### Given request
Edit the rows below by replacing each occurrence of "Where can you spot" with "Where do you see". Leave everything else unchanged.

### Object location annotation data
....................

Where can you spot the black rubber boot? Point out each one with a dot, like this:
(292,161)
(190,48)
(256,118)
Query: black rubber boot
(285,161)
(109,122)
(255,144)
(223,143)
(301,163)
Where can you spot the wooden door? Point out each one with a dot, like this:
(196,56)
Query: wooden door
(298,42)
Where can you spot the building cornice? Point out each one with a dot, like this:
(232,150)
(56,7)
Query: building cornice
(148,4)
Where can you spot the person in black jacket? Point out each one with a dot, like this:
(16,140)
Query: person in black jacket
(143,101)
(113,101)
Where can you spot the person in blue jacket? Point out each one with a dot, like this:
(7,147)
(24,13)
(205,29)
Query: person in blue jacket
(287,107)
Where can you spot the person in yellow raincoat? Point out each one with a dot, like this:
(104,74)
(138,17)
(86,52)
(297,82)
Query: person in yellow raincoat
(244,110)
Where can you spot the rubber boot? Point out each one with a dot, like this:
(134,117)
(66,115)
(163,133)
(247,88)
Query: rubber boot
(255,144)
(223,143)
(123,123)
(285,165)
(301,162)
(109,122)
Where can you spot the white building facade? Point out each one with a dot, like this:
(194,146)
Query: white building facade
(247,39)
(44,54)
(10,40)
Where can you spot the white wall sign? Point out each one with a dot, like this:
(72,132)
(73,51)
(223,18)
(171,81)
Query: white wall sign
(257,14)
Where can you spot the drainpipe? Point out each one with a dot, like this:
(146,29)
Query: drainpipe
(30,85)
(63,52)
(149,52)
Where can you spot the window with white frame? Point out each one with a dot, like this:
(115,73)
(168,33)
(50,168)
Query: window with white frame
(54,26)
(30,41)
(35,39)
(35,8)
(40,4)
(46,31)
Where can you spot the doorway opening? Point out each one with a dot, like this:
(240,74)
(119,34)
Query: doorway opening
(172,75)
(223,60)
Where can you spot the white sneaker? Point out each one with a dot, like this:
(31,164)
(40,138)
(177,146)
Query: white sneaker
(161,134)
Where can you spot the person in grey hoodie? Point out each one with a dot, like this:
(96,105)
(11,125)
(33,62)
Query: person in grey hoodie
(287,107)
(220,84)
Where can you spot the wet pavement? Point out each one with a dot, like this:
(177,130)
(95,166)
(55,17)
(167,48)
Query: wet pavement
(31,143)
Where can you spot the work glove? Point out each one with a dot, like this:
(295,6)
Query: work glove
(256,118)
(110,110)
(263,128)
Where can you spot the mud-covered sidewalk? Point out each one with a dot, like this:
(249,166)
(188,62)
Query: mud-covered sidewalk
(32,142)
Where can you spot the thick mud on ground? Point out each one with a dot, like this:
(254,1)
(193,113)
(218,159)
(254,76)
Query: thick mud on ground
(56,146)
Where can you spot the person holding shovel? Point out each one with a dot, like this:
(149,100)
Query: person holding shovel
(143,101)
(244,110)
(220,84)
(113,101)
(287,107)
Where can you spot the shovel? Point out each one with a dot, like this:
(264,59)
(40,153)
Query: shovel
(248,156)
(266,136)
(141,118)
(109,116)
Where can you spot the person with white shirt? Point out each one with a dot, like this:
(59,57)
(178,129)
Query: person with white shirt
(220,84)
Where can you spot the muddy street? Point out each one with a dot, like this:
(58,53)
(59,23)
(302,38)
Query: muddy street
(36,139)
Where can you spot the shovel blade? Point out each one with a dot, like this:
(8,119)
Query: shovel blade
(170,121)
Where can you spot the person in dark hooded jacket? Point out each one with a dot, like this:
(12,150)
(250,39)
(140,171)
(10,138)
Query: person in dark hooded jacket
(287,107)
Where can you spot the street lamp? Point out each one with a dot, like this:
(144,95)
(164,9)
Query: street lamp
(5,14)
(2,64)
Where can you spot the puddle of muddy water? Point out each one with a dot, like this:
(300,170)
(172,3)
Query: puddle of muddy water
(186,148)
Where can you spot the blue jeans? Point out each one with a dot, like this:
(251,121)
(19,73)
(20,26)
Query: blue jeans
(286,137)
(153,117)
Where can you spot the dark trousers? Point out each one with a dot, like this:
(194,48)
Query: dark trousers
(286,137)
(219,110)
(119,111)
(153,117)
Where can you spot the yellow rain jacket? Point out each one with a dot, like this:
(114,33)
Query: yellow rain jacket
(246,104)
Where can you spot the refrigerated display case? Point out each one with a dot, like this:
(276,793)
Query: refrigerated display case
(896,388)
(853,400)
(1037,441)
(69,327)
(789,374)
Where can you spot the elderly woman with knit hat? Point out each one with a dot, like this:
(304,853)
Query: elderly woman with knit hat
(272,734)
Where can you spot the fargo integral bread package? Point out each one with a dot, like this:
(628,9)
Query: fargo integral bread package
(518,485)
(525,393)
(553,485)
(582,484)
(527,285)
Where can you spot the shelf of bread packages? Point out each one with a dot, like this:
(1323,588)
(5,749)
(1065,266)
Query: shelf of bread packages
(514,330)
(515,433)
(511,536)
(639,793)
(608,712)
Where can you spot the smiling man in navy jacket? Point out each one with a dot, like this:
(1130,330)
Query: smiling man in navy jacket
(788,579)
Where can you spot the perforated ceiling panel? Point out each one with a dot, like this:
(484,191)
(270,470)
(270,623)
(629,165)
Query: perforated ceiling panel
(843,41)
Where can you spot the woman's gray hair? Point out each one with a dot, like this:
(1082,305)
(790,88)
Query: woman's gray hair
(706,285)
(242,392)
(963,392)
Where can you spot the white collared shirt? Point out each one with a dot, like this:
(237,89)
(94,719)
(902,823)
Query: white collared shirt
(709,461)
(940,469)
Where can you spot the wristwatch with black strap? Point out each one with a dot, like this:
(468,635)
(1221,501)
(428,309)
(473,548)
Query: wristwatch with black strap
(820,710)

....................

### Result below
Where do you see the black rubber boot? Point out each one with a dot, like this:
(292,161)
(190,48)
(256,118)
Query: black rubber boot
(285,161)
(109,122)
(255,144)
(223,143)
(301,163)
Where do you see the wooden door? Point out each one with a dot, like this:
(196,56)
Query: wooden door
(298,42)
Where do you see the building cornice? Point out each one with a dot, like this:
(232,150)
(56,7)
Query: building cornice
(148,4)
Where do you see the person in black jacket? Point out each one with a dot, like this:
(16,140)
Query: person in black jacket
(143,101)
(113,101)
Where do you see the person in blue jacket? Point out each one with a dot, like this:
(7,147)
(24,13)
(205,29)
Query: person in blue jacket
(287,107)
Where do you see the person in yellow raincoat? Point out each one with a dot, like this:
(104,74)
(138,17)
(86,52)
(297,82)
Query: person in yellow raincoat
(244,110)
Where do you see the rubber boot? Point out each one with a dot, like this:
(134,117)
(66,115)
(163,133)
(247,88)
Query: rubber boot
(255,144)
(223,143)
(123,123)
(285,165)
(301,162)
(109,122)
Where do you see the white building facade? Point out each one with a dot, like this:
(194,146)
Query: white building facade
(247,39)
(44,54)
(10,40)
Where do you see the white wall sign? Point out each one with a dot, like this:
(72,132)
(73,51)
(223,18)
(171,81)
Query: white wall sign
(257,14)
Where do you see the drainpipe? Point out each one with a dot, like this:
(146,29)
Query: drainpipe
(30,85)
(63,52)
(149,52)
Where do you see the window with white frame? Point out each one with a dot, like this:
(115,73)
(168,33)
(50,168)
Query: window with white frame
(54,26)
(30,41)
(35,39)
(35,8)
(40,4)
(46,31)
Where do you see the doorway opening? Point out each one with a dot, like this:
(240,74)
(119,34)
Query: doorway opening
(172,75)
(223,60)
Where do you see the white sneaker? Point out each one with a dot, like this:
(31,164)
(40,138)
(177,146)
Query: white sneaker
(161,134)
Where do you see the person in grey hoodie? Point out each one with a dot, like this:
(96,105)
(11,125)
(33,62)
Query: person in grey hoodie
(287,107)
(220,84)
Where do you see the wet pavement? Point out each one with a dot, like this:
(177,130)
(95,166)
(55,17)
(167,48)
Query: wet pavement
(31,143)
Where do you see the work glove? Point out each one with a dot, like this:
(295,6)
Query: work glove
(256,118)
(110,110)
(263,128)
Where do you see the mud-covered sidewalk? Point out each one with a dot, like this:
(249,166)
(188,62)
Query: mud-covered sidewalk
(32,142)
Where do you see the thick mud on ground? Point out each one with a dot, like this:
(254,1)
(193,113)
(218,159)
(254,76)
Query: thick mud on ground
(56,146)
Where do you see the person holding shovel? Point out each one with a dot, like this:
(149,100)
Query: person holding shovel
(143,101)
(244,110)
(220,84)
(113,101)
(287,107)
Where do you see the shovel? Point out each one with a dot, like this:
(264,59)
(40,153)
Query: shovel
(248,156)
(266,136)
(141,118)
(109,116)
Where do you see the person with white shirt? Point out each one with a dot, like this:
(59,57)
(178,129)
Query: person with white shirt
(220,84)
Where do you see the muddy street? Point out each one with a dot, like this:
(58,53)
(59,23)
(302,38)
Query: muddy street
(36,139)
Where do you see the shovel blade? Point out each one with a dot, like this:
(8,119)
Query: shovel blade
(170,121)
Where do you see the person in dark hooded jacket? Point out each one with a dot, like this:
(12,150)
(250,39)
(140,171)
(10,138)
Query: person in dark hooded jacket
(287,107)
Where do you see the street lamp? Point out each one with a dot, like this:
(144,95)
(164,9)
Query: street lamp
(5,14)
(2,64)
Where do you see the puddle of muddy water? Point out each one with a dot, like this:
(300,170)
(172,3)
Query: puddle of muddy water
(186,148)
Where do you see the blue jeans? Point out each one with a dot, like this:
(251,121)
(19,73)
(20,26)
Query: blue jeans
(286,137)
(153,117)
Where do you see the dark trousers? Point out each one with a dot, like this:
(194,48)
Query: dark trousers
(286,137)
(219,110)
(119,111)
(153,117)
Where do you see the yellow rain jacket? Point out each one with a dot, like this:
(114,33)
Query: yellow rain jacket
(246,104)
Where do you see the refrigerated display case? Point out each one with a dot, like this:
(276,793)
Query: refrigerated display case
(896,388)
(853,400)
(1037,441)
(69,327)
(789,374)
Where do you see the elderly woman with knit hat? Point out each one with a dot, like this:
(304,853)
Query: elderly woman with knit hat
(272,734)
Where do you see the fargo integral bread package? Point out each one with a dot, like this:
(628,9)
Query: fargo integral bread package
(518,485)
(525,393)
(553,485)
(582,484)
(527,285)
Where do you see the shelf of bread packages? Point out each one with a dot, like this:
(1323,588)
(5,749)
(1065,266)
Query: shelf of bread packages
(514,330)
(515,433)
(511,536)
(639,793)
(608,712)
Where do you see the smiling man in navy jacket? Point out each one with a dot, like this:
(1130,330)
Query: smiling man in navy jacket
(788,579)
Where do you see the perforated ceiling panel? Point out each one with a dot, like this:
(484,191)
(270,470)
(270,623)
(629,165)
Query: perforated ceiling panel
(843,41)
Where do you see the woman's gray hair? Point out each one with a dot, like this:
(1082,305)
(790,88)
Query: woman's gray hair
(706,285)
(242,392)
(963,392)
Where do you see the white collared shirt? Point out each one with a dot, like this:
(237,89)
(94,719)
(902,823)
Query: white collared shirt
(709,461)
(940,469)
Where do you see the wristwatch with black strap? Point out each one with a dot, like this:
(468,635)
(1221,501)
(428,309)
(473,548)
Query: wristwatch with black strap
(820,710)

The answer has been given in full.